## BEGIN

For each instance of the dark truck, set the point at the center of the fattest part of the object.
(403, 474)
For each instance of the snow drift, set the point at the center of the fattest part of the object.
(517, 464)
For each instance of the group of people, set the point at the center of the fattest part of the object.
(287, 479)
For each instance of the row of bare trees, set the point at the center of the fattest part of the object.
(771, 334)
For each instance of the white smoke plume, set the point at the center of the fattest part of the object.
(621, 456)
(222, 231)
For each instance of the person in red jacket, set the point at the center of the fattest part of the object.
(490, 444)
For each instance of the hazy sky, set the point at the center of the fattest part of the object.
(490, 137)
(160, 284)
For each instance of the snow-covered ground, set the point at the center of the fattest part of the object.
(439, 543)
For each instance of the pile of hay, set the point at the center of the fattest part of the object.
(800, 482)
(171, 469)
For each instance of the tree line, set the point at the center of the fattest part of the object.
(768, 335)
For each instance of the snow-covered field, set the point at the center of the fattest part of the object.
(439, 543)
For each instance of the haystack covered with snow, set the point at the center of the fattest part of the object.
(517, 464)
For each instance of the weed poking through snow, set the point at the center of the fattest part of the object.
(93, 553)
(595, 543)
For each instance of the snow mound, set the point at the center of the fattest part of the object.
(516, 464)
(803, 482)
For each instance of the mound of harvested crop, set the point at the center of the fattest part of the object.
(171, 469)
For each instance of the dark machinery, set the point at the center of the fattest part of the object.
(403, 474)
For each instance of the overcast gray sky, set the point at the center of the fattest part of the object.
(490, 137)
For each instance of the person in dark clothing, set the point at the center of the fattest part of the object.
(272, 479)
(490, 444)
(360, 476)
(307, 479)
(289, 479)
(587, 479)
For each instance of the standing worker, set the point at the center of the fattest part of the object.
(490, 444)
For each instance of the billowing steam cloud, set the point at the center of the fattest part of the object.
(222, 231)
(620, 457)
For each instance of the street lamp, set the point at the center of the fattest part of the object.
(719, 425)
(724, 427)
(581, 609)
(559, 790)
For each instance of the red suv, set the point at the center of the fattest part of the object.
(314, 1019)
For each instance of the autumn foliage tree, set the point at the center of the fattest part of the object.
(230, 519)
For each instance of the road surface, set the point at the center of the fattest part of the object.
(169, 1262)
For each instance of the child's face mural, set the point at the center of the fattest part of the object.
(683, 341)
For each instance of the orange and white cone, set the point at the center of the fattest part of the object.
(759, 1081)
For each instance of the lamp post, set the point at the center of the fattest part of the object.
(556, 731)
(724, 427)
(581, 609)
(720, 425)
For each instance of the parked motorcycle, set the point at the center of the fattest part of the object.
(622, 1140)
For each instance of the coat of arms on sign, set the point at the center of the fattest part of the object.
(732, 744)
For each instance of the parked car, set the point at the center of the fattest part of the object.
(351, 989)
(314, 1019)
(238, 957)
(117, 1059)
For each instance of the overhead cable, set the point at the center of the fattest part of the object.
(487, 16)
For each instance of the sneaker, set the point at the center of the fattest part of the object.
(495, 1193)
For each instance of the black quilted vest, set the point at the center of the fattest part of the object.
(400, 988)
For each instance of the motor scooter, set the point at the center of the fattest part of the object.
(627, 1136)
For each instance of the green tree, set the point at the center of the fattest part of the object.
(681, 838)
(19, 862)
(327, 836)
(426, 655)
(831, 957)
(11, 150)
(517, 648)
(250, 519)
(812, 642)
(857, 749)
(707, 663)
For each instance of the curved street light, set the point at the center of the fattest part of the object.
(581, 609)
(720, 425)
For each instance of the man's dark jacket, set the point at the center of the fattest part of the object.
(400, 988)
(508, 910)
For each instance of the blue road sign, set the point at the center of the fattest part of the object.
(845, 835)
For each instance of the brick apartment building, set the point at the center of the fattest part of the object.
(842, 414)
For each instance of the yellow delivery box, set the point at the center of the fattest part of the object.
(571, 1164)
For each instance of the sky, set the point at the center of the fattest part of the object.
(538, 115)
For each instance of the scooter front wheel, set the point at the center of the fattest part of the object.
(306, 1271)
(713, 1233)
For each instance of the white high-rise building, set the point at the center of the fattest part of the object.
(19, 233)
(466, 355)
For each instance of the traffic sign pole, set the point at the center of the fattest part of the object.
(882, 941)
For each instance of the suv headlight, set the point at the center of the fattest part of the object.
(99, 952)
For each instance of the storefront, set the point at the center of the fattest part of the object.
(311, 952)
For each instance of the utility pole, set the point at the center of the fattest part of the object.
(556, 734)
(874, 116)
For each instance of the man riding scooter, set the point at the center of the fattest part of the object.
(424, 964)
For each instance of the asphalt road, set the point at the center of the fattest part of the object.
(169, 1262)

## END

Convert the rows above into a two-column CSV with the header instruction,points, one line per row. Put each row's text in the first column and its answer in the second, wrap every field in double quotes, and replace any line break inside a field with a space.

instruction,points
"For each instance of the dark truck, set the point at the center of the fattest part of the object.","(403, 474)"
"For each instance of the snow drift, set the point at the center of the fattest part of the object.","(517, 464)"
"For each instance of the group of people, set the point at the center of the fattest part of the object.","(287, 479)"
"For each instance of the row of bare trees, set the point at the center of the fattest part of the object.","(771, 334)"
"For each instance of the white smoke plume, set the point at the center of the fattest part of the object.","(621, 456) (222, 231)"
"For each instance of the person in red jacket, set the point at the center of the fattest part of the object.","(490, 444)"
"For each instance of the hazy sky, set the point at the center of the fattest part of the object.","(490, 137) (160, 284)"
"For each instance of the snow-covered ground, set the point at the center of the fattest part of the object.","(439, 543)"
"For each instance of the pile of hay, set the point at the center of the fattest part of the object.","(800, 482) (171, 469)"
"For each instance of the tree line, set the point at the center of the fattest part of the object.","(768, 335)"
"For each instance of the snow-covered field, set the point at the center of the fattest part of the object.","(439, 543)"
"For each instance of the haystack covered with snow, set the point at the center of the fattest part of the object.","(517, 464)"
"For each instance of the weed poking through snow, set the point at the center of the fattest part of the object.","(93, 553) (595, 543)"
"For each instance of the snow mound, set the point at the center of the fattest part of the object.","(516, 464) (803, 482)"
"For each instance of the mound of harvested crop, set the point at the center of the fattest part of the object.","(171, 469)"
"For each instance of the dark machinery, set the point at the center of the fattest part of the object.","(403, 474)"
"For each instance of the overcast gray sky, set the point at the center of the fattest part of the object.","(490, 137)"
"For each instance of the person in dark clothing, set the point at the center of the fattest part of the object.","(272, 479) (490, 444) (360, 476) (307, 479) (289, 479) (587, 479)"
"For each instance of the standing worker, set the point at the center of the fattest part of the object.","(490, 444)"
"For each instance of the billowing steam cloud, set the point at the center of the fattest part of the object.","(222, 231) (620, 457)"
"For each instance of the street lamp, set the point at the center of the fattest part of the object.","(719, 425) (724, 427) (581, 609) (559, 790)"
"For each instance of the red suv, set the point at the center of the fattest part of the object.","(314, 1019)"
"For each instance of the autumn foliage tree, set the point at the center of the fattest part of the object.","(230, 519)"
"For each instance of the road surface, set the point at the center of the fattest part of the object.","(169, 1262)"
"For each instance of the child's face mural, set the point at the center of the fattest part of the object.","(683, 341)"
"For each instance of the orange and white cone, set the point at the center of the fattest part of the object.","(759, 1081)"
"For each instance of the lamp post, set the point at the center of the fattest part of the object.","(556, 731) (724, 427) (581, 609) (720, 425)"
"For each instance of the parked motorcycle, set the point at the center of the fattest part of the object.","(622, 1140)"
"For each instance of the coat of arms on sign, set the point at the center of the fattest part of the object.","(732, 744)"
"For each instance of the parked car, set the point at the center of the fattest part of the object.","(351, 989) (314, 1019) (238, 957) (117, 1059)"
"For each instance of the overhead cable, set the point at the center of the fattest part of the object.","(487, 16)"
"For each instance of the sneaker, set the point at the center of the fattest part of the object.","(495, 1193)"
"For each instance of the black quilted vest, set the point at the center of the fattest part of the object.","(400, 988)"
"For each instance of the motor scooter, set the point at the center of the fattest part of the object.","(627, 1136)"
"For each instance of the green tree, set the point at the center of the fattest part of the object.","(681, 838) (19, 862) (327, 836) (426, 655) (831, 957) (11, 150) (517, 648) (250, 519) (812, 642) (857, 749) (707, 663)"
"For each instance of the curved street light, set the point at the center of the fattest part of the object.","(581, 609) (720, 425)"
"For each instance of the man's dark jacket, set the point at the center of the fattest part of the object.","(400, 988) (508, 910)"
"For each instance of the blue road sign, set the point at the center of the fattest part of the object.","(845, 835)"
"For each instance of the brick apartment building, set the point at the center of the fattest part of the object.","(842, 414)"
"For each instance of the yellow delivery box, set the point at the center of the fattest part of the object.","(571, 1164)"
"For each instance of the sky, set the point at the center of the fattest part of the object.","(538, 115)"
"For each instance of the scooter front wheel, set the point at the center of the fattest part of the object.","(306, 1271) (713, 1233)"
"For each instance of the white high-rise building, set the point at the center of the fattest part of the object.","(19, 233) (466, 355)"
"For each instance of the traffic sign pole, set the point at the center of the fattest part of the object.","(882, 941)"
"For each instance of the suv headlight, set the point at the center of the fattest part of the object.","(99, 952)"
"For each instance of the storefront, set the point at the center of the fattest part of the object.","(311, 952)"
"For each instance of the utility pole, set the point at the center of the fattest part of the object.","(556, 734) (874, 116)"
"For each instance of the man riding scooter, set the point at the center of the fattest part of the object.","(424, 964)"
"For each instance of the asphalt road, set the point at the center of the fattest part of the object.","(169, 1262)"